Passage to read »
To Noclador: Whatever you say, but any source in favour of rebels is okay, and any source in favour of Gaddafi is not okay. You and the other guy have been arbitrarily deciding what should stay and what should be deleted. For example you said that Telesur was a "Hugo Chavez controlled TV-station", and that is false. It is a site that simpatizes for Chavez, the same way that channels in Argentina support their candidates, and same way you simpatize for liberals I assume.
If you people keep doing this, this article will never be neutral (in my opinion, I think you don't care about having a neutral article, I think you just want to do propaganda for NATO here).--Andres arg (talk) 19:20, 25 April 2011 (UTC)
Again, if you think the page is biased, you can work on actually fixing that instead of complaining about it.
The UNSC resolution authorises a no-fly-zone and the protection of civilians, which can easily be taken to mean "bomb tanks and artillery shooting in the vicinity of civilians". This can also entail taking out the command and communications structure of the military. No command/communication=weak army=less danger to civilians near this army.
Here's some news for you, kid. Here at Wikipedia, we don't give two hoots for what you think is the WP:TRUTH. We care what reliable sources report. If you don't like this, then you can just leave. Don't cry on talk-pages about how we are just tools of the evil US and its puppet NATO. Start a blog or other single-authorship page where you can use as many ludicrous articles from Telesur as you want to cite your opinions. ~~ Lothar von Richthofen (talk) 19:37, 25 April 2011 (UTC)
lol, you say "if you think the page is biased" while we see the tag of neutrally disputed, and you tell me to actually fix it instead of complaining while when I do something you insta-revert it making me feel like a vandal. And yeah, im done with this article as I don't have any chance to do anything if you are around... hopefully someone takes care of it. Feel free to put Obama is an angel that will save all the civilians, etc. Good luck--Andres arg (talk) 19:53, 25 April 2011 (UTC)

Listed records »
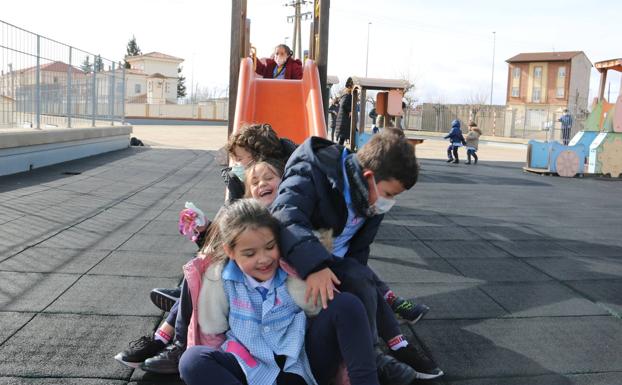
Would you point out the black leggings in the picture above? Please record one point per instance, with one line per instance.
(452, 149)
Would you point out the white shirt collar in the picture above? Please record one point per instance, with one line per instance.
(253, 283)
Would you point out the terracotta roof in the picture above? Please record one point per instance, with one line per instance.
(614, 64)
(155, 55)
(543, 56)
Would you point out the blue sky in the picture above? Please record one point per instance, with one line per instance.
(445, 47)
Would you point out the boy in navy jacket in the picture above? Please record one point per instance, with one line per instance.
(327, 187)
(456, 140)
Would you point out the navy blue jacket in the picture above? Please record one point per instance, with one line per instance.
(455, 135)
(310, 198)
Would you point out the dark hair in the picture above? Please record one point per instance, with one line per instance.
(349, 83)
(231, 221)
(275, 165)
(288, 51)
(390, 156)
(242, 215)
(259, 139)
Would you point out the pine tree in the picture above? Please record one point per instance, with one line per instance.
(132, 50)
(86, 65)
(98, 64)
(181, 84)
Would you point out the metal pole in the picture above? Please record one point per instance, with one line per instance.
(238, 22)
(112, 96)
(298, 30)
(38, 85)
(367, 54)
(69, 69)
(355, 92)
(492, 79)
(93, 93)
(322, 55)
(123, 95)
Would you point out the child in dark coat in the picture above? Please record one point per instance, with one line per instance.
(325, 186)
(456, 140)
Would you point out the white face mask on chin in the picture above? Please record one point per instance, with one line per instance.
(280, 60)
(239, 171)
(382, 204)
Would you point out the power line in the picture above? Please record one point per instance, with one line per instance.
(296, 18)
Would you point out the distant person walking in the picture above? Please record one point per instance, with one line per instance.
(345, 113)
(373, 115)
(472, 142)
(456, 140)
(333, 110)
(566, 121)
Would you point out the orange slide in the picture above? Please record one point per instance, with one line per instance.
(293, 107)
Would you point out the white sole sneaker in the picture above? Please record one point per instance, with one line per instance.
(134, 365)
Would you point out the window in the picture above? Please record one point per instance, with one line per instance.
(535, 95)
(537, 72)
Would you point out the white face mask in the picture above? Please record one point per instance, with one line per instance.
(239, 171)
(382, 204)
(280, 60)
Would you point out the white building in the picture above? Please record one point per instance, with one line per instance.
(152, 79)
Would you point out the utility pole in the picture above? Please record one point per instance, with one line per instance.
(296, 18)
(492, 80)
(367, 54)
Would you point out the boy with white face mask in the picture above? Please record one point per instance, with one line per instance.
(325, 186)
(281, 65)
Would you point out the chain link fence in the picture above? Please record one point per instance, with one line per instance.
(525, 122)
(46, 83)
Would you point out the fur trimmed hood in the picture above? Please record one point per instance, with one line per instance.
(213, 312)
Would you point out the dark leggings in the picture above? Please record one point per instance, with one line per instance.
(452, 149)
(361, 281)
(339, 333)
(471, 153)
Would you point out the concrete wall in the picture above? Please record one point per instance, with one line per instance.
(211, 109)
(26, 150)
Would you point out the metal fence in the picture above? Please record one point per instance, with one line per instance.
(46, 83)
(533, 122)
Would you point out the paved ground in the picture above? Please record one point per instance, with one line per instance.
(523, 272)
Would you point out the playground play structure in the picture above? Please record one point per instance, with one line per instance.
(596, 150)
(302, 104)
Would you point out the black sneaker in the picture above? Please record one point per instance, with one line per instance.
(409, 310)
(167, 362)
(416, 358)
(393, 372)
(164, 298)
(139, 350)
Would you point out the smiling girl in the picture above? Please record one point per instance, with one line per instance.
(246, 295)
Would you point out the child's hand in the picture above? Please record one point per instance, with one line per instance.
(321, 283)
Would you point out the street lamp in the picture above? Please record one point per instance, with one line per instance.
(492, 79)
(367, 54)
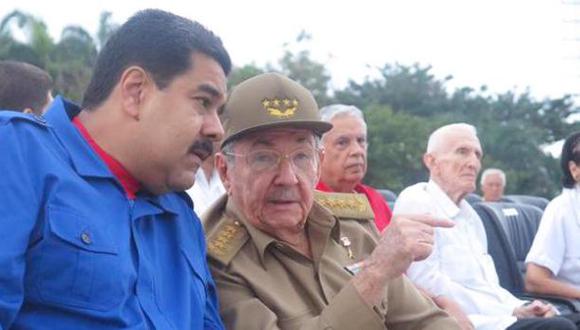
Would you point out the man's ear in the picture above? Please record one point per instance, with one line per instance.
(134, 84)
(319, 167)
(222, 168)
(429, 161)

Written problem 1 »
Based on the talk-page exchange, say whether each statement agrees with it: (a) Andres arg calls Telesur a Hugo Chavez controlled TV station; (b) the UNSC resolution authorises a no-fly-zone and the protection of civilians; (c) Andres arg plans to keep editing the article. For each, answer yes or no and quote the words that decide it.
Written problem 2 »
List every timestamp that appears in the talk-page exchange.

Final result 1 »
(a) No: "you said that Telesur was a "Hugo Chavez controlled TV-station", and that is false."
(b) Yes: "The UNSC resolution authorises a no-fly-zone and the protection of civilians"
(c) No: "im done with this article"

Final result 2 »
19:20, 25 April 2011 (UTC)
19:37, 25 April 2011 (UTC)
19:53, 25 April 2011 (UTC)